◆ What is expected ◆
Copy out everything from the line containing "head** -> outlines, every instance" down to the line containing "139 83 L 142", both included, with no changes.

◆ Task material ◆
=======

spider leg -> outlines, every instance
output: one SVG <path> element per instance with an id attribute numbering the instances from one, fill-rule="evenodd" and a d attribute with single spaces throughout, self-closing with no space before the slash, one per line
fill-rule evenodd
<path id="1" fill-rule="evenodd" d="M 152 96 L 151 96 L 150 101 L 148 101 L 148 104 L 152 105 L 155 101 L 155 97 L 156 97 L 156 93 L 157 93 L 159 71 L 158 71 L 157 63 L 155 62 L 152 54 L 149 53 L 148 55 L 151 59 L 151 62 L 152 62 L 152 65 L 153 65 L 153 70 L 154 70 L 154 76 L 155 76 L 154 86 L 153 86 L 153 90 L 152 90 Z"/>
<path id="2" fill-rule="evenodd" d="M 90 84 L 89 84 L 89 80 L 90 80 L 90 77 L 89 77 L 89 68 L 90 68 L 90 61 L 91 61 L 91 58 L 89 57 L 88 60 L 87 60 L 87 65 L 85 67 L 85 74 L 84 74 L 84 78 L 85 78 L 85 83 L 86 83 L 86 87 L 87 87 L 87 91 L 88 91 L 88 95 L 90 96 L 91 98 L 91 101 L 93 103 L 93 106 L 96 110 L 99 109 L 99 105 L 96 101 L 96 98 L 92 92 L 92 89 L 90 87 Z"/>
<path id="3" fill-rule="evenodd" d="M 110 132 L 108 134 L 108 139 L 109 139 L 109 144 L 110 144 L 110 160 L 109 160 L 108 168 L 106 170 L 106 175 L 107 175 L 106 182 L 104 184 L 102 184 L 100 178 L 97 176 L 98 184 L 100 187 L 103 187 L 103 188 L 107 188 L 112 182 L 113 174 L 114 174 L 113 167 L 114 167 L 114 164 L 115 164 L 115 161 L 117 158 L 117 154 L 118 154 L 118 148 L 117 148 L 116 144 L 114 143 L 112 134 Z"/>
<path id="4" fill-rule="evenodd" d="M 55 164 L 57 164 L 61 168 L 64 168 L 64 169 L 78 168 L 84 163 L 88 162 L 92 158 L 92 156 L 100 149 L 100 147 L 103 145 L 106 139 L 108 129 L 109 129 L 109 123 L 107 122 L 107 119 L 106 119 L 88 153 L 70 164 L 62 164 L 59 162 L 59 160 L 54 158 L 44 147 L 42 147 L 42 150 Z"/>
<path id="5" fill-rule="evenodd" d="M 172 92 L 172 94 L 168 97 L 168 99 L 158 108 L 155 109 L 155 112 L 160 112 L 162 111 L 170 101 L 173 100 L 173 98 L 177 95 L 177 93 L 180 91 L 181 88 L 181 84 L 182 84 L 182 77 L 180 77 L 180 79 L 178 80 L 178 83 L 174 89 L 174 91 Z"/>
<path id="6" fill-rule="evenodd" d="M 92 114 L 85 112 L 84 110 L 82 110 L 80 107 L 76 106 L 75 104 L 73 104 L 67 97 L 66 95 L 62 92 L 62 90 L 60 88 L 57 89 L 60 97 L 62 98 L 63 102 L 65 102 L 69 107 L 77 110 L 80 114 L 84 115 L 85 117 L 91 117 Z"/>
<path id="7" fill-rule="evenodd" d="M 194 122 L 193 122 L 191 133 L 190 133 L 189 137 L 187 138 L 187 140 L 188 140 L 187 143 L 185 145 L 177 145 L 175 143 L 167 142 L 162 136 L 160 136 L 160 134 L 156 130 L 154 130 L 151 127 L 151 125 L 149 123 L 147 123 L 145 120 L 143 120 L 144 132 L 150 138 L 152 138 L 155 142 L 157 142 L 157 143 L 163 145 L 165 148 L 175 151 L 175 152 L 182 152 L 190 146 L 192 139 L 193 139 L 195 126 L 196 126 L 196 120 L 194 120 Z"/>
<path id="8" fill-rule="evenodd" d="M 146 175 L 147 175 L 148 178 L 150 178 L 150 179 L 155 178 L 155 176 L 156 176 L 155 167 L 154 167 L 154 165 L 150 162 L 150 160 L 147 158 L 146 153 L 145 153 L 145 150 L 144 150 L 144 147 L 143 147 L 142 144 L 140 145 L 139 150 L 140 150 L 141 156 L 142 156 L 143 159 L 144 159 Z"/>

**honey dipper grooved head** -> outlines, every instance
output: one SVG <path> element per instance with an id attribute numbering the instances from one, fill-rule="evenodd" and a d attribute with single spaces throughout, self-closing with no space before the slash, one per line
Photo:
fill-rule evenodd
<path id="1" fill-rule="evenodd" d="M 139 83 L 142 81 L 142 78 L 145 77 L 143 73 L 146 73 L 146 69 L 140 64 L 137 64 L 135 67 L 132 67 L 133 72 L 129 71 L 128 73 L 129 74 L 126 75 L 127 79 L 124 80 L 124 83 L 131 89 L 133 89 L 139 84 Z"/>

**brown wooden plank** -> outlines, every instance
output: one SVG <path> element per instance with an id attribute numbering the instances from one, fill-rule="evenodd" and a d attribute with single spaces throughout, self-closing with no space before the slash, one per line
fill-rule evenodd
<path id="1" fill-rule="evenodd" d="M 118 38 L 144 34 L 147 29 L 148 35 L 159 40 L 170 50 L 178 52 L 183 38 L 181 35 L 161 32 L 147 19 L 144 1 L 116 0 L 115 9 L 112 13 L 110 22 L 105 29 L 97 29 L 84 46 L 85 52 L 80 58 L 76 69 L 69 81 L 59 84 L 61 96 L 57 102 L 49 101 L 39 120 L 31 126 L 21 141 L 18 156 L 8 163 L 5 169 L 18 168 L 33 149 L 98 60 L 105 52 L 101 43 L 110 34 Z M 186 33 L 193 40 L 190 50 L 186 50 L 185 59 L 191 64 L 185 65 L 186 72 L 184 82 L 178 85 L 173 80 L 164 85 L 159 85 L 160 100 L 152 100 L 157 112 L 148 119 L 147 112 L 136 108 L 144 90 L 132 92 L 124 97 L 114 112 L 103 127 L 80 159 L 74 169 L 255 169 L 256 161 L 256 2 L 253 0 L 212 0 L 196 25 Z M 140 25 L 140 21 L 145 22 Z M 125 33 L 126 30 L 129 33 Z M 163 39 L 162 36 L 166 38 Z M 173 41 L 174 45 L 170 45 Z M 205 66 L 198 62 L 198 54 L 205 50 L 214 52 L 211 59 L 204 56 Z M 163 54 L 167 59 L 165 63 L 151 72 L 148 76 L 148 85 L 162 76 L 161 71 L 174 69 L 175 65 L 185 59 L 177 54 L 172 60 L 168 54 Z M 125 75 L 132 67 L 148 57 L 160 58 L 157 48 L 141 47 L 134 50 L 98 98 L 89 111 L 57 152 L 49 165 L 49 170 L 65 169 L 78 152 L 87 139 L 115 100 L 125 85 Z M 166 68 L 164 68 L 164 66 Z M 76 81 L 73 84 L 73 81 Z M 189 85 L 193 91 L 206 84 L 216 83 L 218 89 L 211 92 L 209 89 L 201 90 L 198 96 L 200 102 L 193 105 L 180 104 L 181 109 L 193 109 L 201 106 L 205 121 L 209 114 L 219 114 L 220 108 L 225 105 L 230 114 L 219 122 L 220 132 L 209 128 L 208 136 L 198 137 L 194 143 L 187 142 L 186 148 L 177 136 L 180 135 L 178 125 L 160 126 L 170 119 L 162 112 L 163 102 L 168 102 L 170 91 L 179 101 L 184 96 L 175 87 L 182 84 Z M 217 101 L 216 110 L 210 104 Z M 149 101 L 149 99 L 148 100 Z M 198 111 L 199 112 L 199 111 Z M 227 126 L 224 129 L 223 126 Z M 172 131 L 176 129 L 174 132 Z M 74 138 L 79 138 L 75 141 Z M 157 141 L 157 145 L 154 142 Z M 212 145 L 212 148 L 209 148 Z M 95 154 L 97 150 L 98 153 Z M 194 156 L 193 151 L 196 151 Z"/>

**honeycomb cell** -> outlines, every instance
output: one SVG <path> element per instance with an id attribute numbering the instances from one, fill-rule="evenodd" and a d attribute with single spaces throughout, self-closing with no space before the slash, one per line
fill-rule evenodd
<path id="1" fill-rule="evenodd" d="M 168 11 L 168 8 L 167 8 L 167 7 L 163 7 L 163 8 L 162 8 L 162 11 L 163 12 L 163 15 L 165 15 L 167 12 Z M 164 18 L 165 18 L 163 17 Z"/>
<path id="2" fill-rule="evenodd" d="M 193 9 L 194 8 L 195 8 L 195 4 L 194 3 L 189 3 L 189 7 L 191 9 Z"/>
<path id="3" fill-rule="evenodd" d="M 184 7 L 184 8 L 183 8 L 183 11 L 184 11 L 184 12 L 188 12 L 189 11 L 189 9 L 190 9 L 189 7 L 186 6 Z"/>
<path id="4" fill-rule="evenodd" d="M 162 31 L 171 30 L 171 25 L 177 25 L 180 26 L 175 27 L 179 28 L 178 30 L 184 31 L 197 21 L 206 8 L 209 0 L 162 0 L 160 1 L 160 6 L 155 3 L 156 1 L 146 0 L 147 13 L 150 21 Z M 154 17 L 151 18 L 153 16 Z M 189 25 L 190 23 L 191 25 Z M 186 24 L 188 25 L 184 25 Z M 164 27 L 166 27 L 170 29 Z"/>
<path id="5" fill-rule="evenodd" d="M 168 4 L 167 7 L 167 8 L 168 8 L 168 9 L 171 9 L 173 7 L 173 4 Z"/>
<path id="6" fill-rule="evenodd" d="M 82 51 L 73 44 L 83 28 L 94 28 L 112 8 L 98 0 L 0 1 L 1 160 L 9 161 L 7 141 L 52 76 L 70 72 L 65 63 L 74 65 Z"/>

=======

◆ Answer below ◆
**honey dipper grooved head** -> outlines, every instance
output: one SVG <path> element per instance with an id attribute numbering the instances from one, fill-rule="evenodd" and a d attribute with single spaces throughout, self-closing with no space before the slash, one per line
Photo:
fill-rule evenodd
<path id="1" fill-rule="evenodd" d="M 139 83 L 142 81 L 142 78 L 145 77 L 143 73 L 146 73 L 146 69 L 140 64 L 137 64 L 135 67 L 132 67 L 133 72 L 129 71 L 128 73 L 129 74 L 126 75 L 127 79 L 124 80 L 124 83 L 131 89 L 133 89 L 139 84 Z"/>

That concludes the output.